Selection:
^^^^

Gaulish had seven cases: the nominative, vocative, accusative, genitive, dative, instrumental and the locative case. Greater epigraphical evidence attests common cases (nominative and accusative) and common stems (-o- and -a- stems) than for cases less frequently used in inscriptions or rarer -i-, -n- and -r- stems. The following table summarises the reconstructed endings for the words *toṷtā "tribe, people", *mapos "boy, son", *ṷātis "seer", *gutus "voice", *brātīr "brother".
|Nominative||*toṷtā||*mapos (n. *-on)||*ṷātis||*gutus||*brātīr||*toṷtās||*mapoi||*ṷātīs||*gutoṷes||*brāteres|
|Accusative||*toṷtan ~ *toṷtam > *toṷtim||*mapon ~ *mapom (n. *-on)||*ṷātin ~ *ṷātim||*gutun ~ *gutum||*brāterem||*toṷtās||*mapōs > *mapūs||*ṷātīs||*gutūs||*brāterās|
|Genitive||toṷtās > *toṷtiās||*mapoiso > *mapi||*ṷātēis||*gutoṷs > *gutōs||*brātros||*toṷtanom||*mapon||*ṷātiom||*gutoṷom||*brātron|
|Dative||*toṷtai > *toṷtī||*mapūi > *mapū||*ṷātei > *ṷāte||*gutoṷei > gutoṷ||*brātrei||*toṷtābo(s)||*mapobo(s)||*ṷātibo(s)||*gutuibo(s)||*brātrebo(s)|
|Instrumental||*toṷtia > *toṷtī||*mapū||*ṷātī||*gutū||*brātri||*toṷtābi(s)||*mapuis > *mapūs||*ṷātibi(s)||*gutuibi(s)||*brātrebi(s)|
|Locative||*toṷtī||*mapei > *mapē||*ṷātei||*gutoṷ||*brātri||*toṷtābo(s)||*mapois||*ṷātibo(s)||*gutubo(s)||*brātrebo(s)|
In some cases, a historical evolution is attested; for example, the dative singular of a-stems is -āi in the oldest inscriptions, becoming first *-ăi and finally -ī as in Irish a-stem nouns with attenuated (slender) consonants: nom. lámh "hand, arm" (cf. Gaul. lāmā) and dat. láimh (< *lāmi; cf. Gaul. lāmāi > *lāmăi > lāmī). Further, the plural instrumental had begun to encroach on the dative plural (dative atrebo and matrebo vs. instrumental gobedbi and suiorebe), and in the modern Insular languages, the instrumental form is known to have completely replaced the dative.
For o-stems, Gaulish also innovated the pronominal ending for the nominative plural -oi and genitive singular -ī in place of expected -ōs and -os still present in Celtiberian (-oś, -o). In a-stems, the inherited genitive singular -as is attested but was subsequently replaced by -ias as in Insular Celtic. The expected genitive plural -a-om appears innovated as -anom (vs. Celtiberian -aum).
There also appears to be a dialectal equivalence between -n and -m endings in accusative singular endings particularly, with Transalpine Gaulish favouring -n, and Cisalpine favouring -m. In genitive plurals the difference between -n and -m relies on the length of the preceding vowel, with longer vowels taking -m over -n (in the case of -anom this is a result of its innovation from -a-om).

^^^^

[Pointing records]
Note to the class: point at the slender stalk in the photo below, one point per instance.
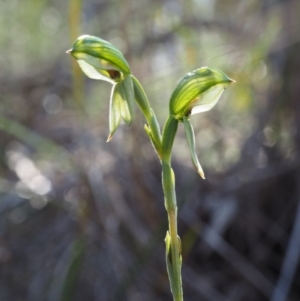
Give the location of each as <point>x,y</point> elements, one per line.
<point>173,254</point>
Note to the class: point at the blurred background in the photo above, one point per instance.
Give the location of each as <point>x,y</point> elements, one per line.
<point>82,219</point>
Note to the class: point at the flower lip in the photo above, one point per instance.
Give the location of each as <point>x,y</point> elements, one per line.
<point>99,53</point>
<point>198,92</point>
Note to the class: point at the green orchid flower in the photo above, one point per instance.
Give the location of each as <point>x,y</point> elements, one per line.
<point>99,59</point>
<point>198,91</point>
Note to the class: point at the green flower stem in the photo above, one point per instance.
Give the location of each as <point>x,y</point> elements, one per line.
<point>153,128</point>
<point>173,252</point>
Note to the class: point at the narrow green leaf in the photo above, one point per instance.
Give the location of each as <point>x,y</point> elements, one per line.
<point>191,141</point>
<point>168,182</point>
<point>140,97</point>
<point>114,111</point>
<point>168,137</point>
<point>169,263</point>
<point>127,96</point>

^^^^

Direction:
Please resume the passage on Gaulish case endings, picking up after its final sentence.

Exercise answer:
Gaulish verbs have present, future, perfect, and imperfect tenses; indicative, subjunctive, optative and imperative moods; and active and passive voices. Verbs show a number of innovations as well. The Indo-European s-aorist evolved into the Gaulish t-preterit, formed by merging an old 3rd personal singular imperfect ending -t- to a 3rd personal singular perfect ending -u or -e and subsequent affixation to all forms of the t-preterit tense. Similarly, the s-preterit is formed from the extension of -ss (originally from the third person singular) and the affixation of -it to the third person singular (to distinguish it as such). Third-person plurals are also marked by the addition of -s in the preterit system.
Most Gaulish sentences seem to consist of a subject–verb–object word order:
Subject Verb Indirect Object Direct Object martialis dannotali ieuru ucuete sosin celicnon Martialis, son of Dannotalos, dedicated this edifice to Ucuetis
Some, however, have patterns such as verb–subject–object (as in living Insular Celtic languages) or with the verb last. The latter can be seen as a survival from an earlier stage in the language, very much like the more archaic Celtiberian language.
Sentences with the verb first can be interpreted, however, as indicating a special purpose, such as an imperative, emphasis, contrast, and so on. Also, the verb may contain or be next to an enclitic pronoun or with "and" or "but", etc. According to J. F. Eska, Gaulish was certainly not a verb-second language, as the following shows:
ratin briuatiom frontu tarbetisonios ie(i)uru NP.Acc.Sg. NP.Nom.Sg. V.3rd Sg. Frontus Tarbetisonios dedicated the board of the bridge.
Whenever there is a pronoun object element, it is next to the verb, as per Vendryes' Restriction. The general Celtic grammar shows Wackernagel's Rule, so putting the verb at the beginning of the clause or sentence. As in Old Irish and traditional literary Welsh, the verb can be preceded by a particle with no real meaning by itself but originally used to make the utterance easier.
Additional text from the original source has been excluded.